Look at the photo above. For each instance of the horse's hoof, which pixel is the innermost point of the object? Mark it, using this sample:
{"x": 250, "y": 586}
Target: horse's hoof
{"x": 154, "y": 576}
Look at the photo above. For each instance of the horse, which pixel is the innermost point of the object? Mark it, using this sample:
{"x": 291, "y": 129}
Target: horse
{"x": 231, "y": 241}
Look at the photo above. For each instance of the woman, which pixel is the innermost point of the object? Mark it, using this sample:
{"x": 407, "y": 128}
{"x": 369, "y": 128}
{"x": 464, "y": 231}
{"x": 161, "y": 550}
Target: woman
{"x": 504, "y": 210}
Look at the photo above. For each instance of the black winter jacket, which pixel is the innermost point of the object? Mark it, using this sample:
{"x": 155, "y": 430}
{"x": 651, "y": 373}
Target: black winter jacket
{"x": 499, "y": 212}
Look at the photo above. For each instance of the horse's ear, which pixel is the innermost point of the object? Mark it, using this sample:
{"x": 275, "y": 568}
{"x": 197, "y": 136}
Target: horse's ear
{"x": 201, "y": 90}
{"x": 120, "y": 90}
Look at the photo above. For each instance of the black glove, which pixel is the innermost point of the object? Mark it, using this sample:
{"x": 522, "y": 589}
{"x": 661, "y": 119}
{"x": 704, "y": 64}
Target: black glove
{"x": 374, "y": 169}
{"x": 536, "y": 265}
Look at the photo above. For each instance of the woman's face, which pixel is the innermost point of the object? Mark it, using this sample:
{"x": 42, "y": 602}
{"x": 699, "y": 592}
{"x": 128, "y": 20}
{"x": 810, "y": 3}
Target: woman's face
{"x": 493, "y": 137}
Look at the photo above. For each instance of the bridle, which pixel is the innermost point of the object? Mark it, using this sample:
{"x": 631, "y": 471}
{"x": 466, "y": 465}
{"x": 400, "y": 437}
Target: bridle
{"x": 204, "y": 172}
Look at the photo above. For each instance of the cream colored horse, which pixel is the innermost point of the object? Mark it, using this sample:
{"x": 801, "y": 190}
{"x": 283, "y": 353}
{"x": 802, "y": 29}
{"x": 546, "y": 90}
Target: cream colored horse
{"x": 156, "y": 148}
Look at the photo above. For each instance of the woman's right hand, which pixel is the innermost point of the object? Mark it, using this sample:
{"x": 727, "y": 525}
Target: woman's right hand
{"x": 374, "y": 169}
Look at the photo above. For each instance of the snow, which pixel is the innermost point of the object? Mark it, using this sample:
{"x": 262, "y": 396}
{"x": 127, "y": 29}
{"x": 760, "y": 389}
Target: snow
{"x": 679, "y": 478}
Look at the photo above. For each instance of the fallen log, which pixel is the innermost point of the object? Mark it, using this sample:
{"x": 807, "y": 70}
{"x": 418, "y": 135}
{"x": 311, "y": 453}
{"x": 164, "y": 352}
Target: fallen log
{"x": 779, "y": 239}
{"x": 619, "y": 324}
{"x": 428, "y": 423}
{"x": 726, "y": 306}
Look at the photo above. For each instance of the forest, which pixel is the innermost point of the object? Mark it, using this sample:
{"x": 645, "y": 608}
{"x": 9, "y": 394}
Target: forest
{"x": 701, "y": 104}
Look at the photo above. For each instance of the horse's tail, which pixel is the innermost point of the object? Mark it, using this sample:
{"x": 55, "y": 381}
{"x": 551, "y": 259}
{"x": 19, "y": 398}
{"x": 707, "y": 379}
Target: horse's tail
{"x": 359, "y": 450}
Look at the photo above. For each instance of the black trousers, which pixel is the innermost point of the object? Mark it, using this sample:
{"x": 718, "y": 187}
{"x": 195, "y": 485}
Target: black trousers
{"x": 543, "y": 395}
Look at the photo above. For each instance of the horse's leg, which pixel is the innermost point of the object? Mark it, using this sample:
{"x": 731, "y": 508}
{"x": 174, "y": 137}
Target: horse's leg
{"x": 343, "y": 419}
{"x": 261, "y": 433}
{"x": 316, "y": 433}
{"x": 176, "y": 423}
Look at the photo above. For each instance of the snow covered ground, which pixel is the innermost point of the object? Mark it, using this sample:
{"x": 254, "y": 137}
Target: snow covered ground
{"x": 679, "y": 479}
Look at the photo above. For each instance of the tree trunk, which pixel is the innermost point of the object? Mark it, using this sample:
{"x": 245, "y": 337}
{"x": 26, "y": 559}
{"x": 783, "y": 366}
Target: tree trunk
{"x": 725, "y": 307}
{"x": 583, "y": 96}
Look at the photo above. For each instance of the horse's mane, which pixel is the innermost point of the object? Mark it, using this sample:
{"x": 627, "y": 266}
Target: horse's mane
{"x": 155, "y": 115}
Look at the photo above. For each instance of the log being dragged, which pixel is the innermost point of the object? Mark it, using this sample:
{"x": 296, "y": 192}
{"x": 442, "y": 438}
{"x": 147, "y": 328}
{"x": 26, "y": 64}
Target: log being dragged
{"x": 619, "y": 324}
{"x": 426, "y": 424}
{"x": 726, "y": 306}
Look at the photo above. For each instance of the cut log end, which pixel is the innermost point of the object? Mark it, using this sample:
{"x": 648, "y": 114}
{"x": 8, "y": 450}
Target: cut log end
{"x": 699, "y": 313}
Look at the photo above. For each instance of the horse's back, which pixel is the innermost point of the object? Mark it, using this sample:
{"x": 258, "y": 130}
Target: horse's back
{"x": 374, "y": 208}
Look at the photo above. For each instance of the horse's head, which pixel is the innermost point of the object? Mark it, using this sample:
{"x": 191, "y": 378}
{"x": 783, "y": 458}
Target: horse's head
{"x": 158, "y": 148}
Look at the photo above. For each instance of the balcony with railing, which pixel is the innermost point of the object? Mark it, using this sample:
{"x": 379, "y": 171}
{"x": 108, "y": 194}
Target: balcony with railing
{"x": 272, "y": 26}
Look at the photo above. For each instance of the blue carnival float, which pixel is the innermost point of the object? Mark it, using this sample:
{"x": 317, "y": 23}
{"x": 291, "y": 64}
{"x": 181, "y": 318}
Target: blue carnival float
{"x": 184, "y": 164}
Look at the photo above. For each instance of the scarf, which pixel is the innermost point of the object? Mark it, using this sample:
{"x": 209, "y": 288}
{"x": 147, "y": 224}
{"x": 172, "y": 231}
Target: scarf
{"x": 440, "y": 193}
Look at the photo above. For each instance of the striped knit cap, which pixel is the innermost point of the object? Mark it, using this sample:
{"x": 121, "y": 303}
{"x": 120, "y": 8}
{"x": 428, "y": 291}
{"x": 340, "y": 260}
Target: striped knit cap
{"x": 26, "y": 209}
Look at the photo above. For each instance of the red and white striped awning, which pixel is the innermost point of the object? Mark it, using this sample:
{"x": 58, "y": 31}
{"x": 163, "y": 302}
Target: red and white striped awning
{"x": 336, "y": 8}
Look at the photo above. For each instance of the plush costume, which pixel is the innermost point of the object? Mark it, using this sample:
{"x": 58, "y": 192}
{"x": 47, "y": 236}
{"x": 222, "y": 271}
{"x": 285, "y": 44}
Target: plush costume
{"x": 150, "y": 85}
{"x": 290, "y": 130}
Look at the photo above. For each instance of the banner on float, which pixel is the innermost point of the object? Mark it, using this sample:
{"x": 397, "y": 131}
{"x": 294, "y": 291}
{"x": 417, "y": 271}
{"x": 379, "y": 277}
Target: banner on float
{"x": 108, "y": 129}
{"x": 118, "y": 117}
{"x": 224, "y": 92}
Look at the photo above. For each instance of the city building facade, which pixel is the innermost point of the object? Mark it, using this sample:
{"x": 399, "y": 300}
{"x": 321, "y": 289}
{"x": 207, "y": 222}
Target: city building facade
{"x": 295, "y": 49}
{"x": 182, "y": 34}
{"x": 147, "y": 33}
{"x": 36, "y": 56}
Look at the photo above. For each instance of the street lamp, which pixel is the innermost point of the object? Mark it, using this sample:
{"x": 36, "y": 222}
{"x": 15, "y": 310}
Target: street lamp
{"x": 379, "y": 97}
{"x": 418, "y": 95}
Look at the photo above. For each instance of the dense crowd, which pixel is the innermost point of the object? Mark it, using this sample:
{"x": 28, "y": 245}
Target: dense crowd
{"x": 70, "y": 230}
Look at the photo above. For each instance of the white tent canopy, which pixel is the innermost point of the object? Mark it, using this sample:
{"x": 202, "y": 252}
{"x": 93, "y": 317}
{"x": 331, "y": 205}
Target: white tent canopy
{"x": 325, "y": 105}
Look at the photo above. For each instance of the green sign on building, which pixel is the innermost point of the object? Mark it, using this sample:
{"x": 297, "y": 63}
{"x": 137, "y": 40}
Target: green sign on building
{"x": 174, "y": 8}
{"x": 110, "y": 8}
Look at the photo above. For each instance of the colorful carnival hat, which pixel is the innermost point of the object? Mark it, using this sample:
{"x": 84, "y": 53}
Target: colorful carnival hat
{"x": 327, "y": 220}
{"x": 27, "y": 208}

☆ ☆ ☆ ☆

## Task description:
Reproduce everything from the line containing "Look at the photo above. For each instance of the city" down to the end of the data, replacing "street lamp" with "lamppost" and leaving all else unchanged.

## Correct output:
Look at the photo above. For each instance of the city building facade, which pixel is the innermost point of the object? Mark it, using this sample:
{"x": 399, "y": 300}
{"x": 321, "y": 289}
{"x": 207, "y": 222}
Target: city building facade
{"x": 295, "y": 49}
{"x": 182, "y": 34}
{"x": 147, "y": 33}
{"x": 36, "y": 56}
Look at the photo above. For each instance of the lamppost, which pixel is the innermost point of the object? Mark it, using this sample:
{"x": 36, "y": 222}
{"x": 15, "y": 310}
Target: lamppost
{"x": 379, "y": 97}
{"x": 418, "y": 95}
Look at the photo above. For each instance of the dense crowd, which pixel is the innermost point of the object? Mark it, using this sample:
{"x": 28, "y": 245}
Target: dense crowd
{"x": 70, "y": 230}
Look at the photo above. For each instance of the white tent canopy, which pixel is the innermost point of the object? Mark it, using this sample:
{"x": 202, "y": 252}
{"x": 93, "y": 317}
{"x": 331, "y": 205}
Target: white tent canopy
{"x": 325, "y": 105}
Look at the photo above. For each instance of the green sign on building, which pixel is the innermost point of the object? Mark it, using this sample:
{"x": 297, "y": 63}
{"x": 137, "y": 40}
Target: green sign on building
{"x": 174, "y": 8}
{"x": 110, "y": 8}
Look at the photo above. For each instance of the colorful carnival hat, which pixel is the innermost point of the object? Mark it, using this sample:
{"x": 84, "y": 53}
Target: colorful carnival hat
{"x": 327, "y": 220}
{"x": 27, "y": 208}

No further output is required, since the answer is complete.